Social media being a relatively free space has revealed many dark realities, many hidden for good reasons and many we should have known. An incident involving the latter case took place on Twitter recently. One user shared a picture of a textbook used by college students. The contents in the page shown in the picture had a list on "Merits of Dowry".
The user named Aparna wrote that she found the page in the second edition of Textbook of Sociology for Nurses. The book has been written by an author named TK Indrani. The page seen in the picture of the book's page 122, Chapter 6. All these details were provided by the social media user who posted the picture. She also attached a screenshot of the book's Amazon review. The book had been given 4.5 rate. The Twitter user wrote, " Yes 4.5 rate." If the maximum rating is at 5 then the book's glowing review should worry us all. The author didn't share the name of institution where this book is part of the students' syllabus.
On the page shown in the viral picture, the author seems to be analysing dowry system in India with a hauntingly objective tone. Mentioning about the "paucity of young boys who have high salary jobs or promising careers", the author wrote, "They < young boys> become scarce commodity and demand huge amount of money from the girl's parents to accept her as their daughter-in-law. " The author also notes that it becomes an "obligation" of the groom's family in finding husbands for their daughter.
Textbook of Sociology for Nurses Counts Merits of Dowry System
According to the author, dowry system also has advantages and merits. Which are four like, women get their parental share of property, the items given as dowry help in establishing a household, how dowry system helps education spreading among girls and how "ugly looking girls" are also married off if they have an "attractive dowry " to a "well of ugly boy."
On the education merit, the author writes that because parents have the burden of dowry they have started educating their girls. For educated girls, dowry demand is less. The author calls it an indirect advantage. To go a little further, the page mentions that women who are "ugly" can also get married to a man if her parents offer an "attractive dowry". According this, all the women reaching marriage age or feeling desire of it should start finding out how ugly they are and how much dowry their parents will have to arrange in order to get them married. See the page's image here.

- _EXTRACTED DATA_:

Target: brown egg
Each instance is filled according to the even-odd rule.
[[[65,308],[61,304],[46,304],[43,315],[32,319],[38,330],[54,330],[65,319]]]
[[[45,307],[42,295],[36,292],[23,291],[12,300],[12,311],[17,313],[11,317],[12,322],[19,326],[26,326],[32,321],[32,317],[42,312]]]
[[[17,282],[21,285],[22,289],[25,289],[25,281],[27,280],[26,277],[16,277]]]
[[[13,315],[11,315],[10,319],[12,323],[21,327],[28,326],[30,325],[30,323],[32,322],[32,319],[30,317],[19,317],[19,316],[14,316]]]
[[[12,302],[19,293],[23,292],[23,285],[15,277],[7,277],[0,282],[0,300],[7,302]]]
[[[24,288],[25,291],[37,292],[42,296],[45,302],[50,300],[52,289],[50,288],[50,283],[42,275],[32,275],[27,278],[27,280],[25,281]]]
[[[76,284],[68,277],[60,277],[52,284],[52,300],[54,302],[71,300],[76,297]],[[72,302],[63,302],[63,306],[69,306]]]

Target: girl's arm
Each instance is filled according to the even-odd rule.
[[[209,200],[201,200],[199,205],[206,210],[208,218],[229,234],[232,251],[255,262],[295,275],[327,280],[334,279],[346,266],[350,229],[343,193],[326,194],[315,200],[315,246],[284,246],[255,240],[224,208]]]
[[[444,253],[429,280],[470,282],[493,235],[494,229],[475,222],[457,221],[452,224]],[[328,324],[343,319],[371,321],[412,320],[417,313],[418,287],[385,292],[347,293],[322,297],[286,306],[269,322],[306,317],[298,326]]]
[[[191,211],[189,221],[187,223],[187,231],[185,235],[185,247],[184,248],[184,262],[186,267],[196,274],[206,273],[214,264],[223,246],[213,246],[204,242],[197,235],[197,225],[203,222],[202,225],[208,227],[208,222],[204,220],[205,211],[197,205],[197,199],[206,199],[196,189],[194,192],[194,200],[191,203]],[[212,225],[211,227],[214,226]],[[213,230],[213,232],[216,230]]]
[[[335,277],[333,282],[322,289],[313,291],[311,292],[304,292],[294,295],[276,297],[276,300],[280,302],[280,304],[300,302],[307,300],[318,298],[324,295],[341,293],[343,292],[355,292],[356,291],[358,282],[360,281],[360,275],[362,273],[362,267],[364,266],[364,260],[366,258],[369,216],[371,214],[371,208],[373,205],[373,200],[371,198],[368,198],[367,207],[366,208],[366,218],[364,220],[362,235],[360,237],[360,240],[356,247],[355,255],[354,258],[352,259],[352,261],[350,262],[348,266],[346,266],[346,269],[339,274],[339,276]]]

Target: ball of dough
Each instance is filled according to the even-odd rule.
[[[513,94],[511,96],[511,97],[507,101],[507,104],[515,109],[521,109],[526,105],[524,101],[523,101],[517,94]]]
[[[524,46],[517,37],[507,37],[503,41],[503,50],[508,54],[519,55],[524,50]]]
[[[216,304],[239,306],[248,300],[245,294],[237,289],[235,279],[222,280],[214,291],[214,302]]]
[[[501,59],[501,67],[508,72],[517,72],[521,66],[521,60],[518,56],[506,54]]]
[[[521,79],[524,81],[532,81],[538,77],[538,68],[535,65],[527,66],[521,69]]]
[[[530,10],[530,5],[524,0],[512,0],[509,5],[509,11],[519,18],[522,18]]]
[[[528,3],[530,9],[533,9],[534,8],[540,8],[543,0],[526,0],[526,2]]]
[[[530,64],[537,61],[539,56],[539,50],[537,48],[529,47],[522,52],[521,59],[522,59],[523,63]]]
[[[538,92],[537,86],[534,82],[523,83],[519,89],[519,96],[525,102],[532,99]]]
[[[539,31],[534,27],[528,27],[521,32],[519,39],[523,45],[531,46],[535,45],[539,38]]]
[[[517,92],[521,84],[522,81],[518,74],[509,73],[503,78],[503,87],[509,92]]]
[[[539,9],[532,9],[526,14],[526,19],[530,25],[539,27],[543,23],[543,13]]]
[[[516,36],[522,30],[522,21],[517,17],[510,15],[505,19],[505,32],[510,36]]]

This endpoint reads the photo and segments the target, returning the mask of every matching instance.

- _WHAT TO PRODUCE_: Reproduce the full article about the sociology textbook for nurses that lists merits of dowry, word for word.

- _SOLVED PROBLEM_:
Social media being a relatively free space has revealed many dark realities, many hidden for good reasons and many we should have known. An incident involving the latter case took place on Twitter recently. One user shared a picture of a textbook used by college students. The contents in the page shown in the picture had a list on "Merits of Dowry".
The user named Aparna wrote that she found the page in the second edition of Textbook of Sociology for Nurses. The book has been written by an author named TK Indrani. The page seen in the picture of the book's page 122, Chapter 6. All these details were provided by the social media user who posted the picture. She also attached a screenshot of the book's Amazon review. The book had been given 4.5 rate. The Twitter user wrote, " Yes 4.5 rate." If the maximum rating is at 5 then the book's glowing review should worry us all. The author didn't share the name of institution where this book is part of the students' syllabus.
On the page shown in the viral picture, the author seems to be analysing dowry system in India with a hauntingly objective tone. Mentioning about the "paucity of young boys who have high salary jobs or promising careers", the author wrote, "They < young boys> become scarce commodity and demand huge amount of money from the girl's parents to accept her as their daughter-in-law. " The author also notes that it becomes an "obligation" of the groom's family in finding husbands for their daughter.
Textbook of Sociology for Nurses Counts Merits of Dowry System
According to the author, dowry system also has advantages and merits. Which are four like, women get their parental share of property, the items given as dowry help in establishing a household, how dowry system helps education spreading among girls and how "ugly looking girls" are also married off if they have an "attractive dowry " to a "well of ugly boy."
On the education merit, the author writes that because parents have the burden of dowry they have started educating their girls. For educated girls, dowry demand is less. The author calls it an indirect advantage. To go a little further, the page mentions that women who are "ugly" can also get married to a man if her parents offer an "attractive dowry". According this, all the women reaching marriage age or feeling desire of it should start finding out how ugly they are and how much dowry their parents will have to arrange in order to get them married. See the page's image here.